-- Start Records shown --

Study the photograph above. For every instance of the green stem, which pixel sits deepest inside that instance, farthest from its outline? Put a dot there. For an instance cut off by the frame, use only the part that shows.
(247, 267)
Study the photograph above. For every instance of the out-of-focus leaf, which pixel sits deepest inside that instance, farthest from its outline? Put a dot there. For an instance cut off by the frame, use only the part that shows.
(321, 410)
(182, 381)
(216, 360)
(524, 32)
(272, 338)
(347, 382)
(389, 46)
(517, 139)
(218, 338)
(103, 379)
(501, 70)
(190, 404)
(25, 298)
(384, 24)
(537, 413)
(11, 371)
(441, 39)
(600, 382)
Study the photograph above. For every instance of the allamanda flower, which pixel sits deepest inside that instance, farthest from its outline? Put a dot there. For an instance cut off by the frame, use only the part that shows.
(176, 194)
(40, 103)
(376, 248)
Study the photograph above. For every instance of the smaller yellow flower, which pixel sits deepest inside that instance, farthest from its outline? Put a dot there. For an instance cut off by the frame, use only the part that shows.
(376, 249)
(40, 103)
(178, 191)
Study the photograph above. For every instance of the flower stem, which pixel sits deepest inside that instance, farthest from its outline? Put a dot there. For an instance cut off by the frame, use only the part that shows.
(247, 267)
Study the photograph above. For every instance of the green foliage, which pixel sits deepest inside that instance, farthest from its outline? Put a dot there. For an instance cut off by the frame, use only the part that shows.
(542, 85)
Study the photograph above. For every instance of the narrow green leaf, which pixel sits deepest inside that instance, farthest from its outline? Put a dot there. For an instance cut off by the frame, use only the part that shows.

-- End Records shown --

What you should do. Rewrite every entry above, substituting "Place a marker there" for each occurrence of "Put a dot there" and leaving all other text unchanged.

The output.
Study the photograph above. For every instance of the green stem, which pixel sits deepest inside that instance, farthest from its outline? Place a marker there. For an instance cut off by the frame, use only the part that shows.
(247, 267)
Study the photograph above. For every instance of the out-of-focus leaf, which pixel sits deepest inside that instance, farthest from its outline? Place a marker there. For an instance cut off by the frame, use only the part that shows.
(321, 410)
(182, 381)
(216, 360)
(524, 32)
(272, 338)
(347, 382)
(389, 46)
(517, 139)
(218, 338)
(103, 379)
(501, 70)
(190, 404)
(25, 298)
(384, 24)
(537, 413)
(11, 371)
(441, 39)
(600, 382)
Study the photograph above. For every instance of the allamanda flower, which pixel sits deepest inside that instance, farthest from its outline? Place a marker there. For an instance cut off by the frame, use only the part that shows.
(176, 194)
(40, 103)
(376, 248)
Study the photograph above. For every instance of the smaller yellow flower, which pixel sits deepest inside that instance, farthest from its outline? Place a marker there. For an instance cut off by the frame, use only the part that shows.
(376, 249)
(40, 103)
(178, 191)
Study the photograph above. For every instance of the flower stem, which pixel sits deepest inside that instance, farthest from its outline? Place a marker there. For an instance cut off by the frame, use only the part that shows.
(247, 267)
Study the photograph above. For every instance of the green foliage, which pixel sits deepest inside that instance, farthest from its outline? Place a marker there. For an instance cut off by the frame, use only the part that shows.
(542, 85)
Study the photograph above. For every instance of the narrow green leaf, which pixel sits deepest inside that instance, farthest from its outline? Place a marker there. For an instance cut off by the frame, use only the part that shows.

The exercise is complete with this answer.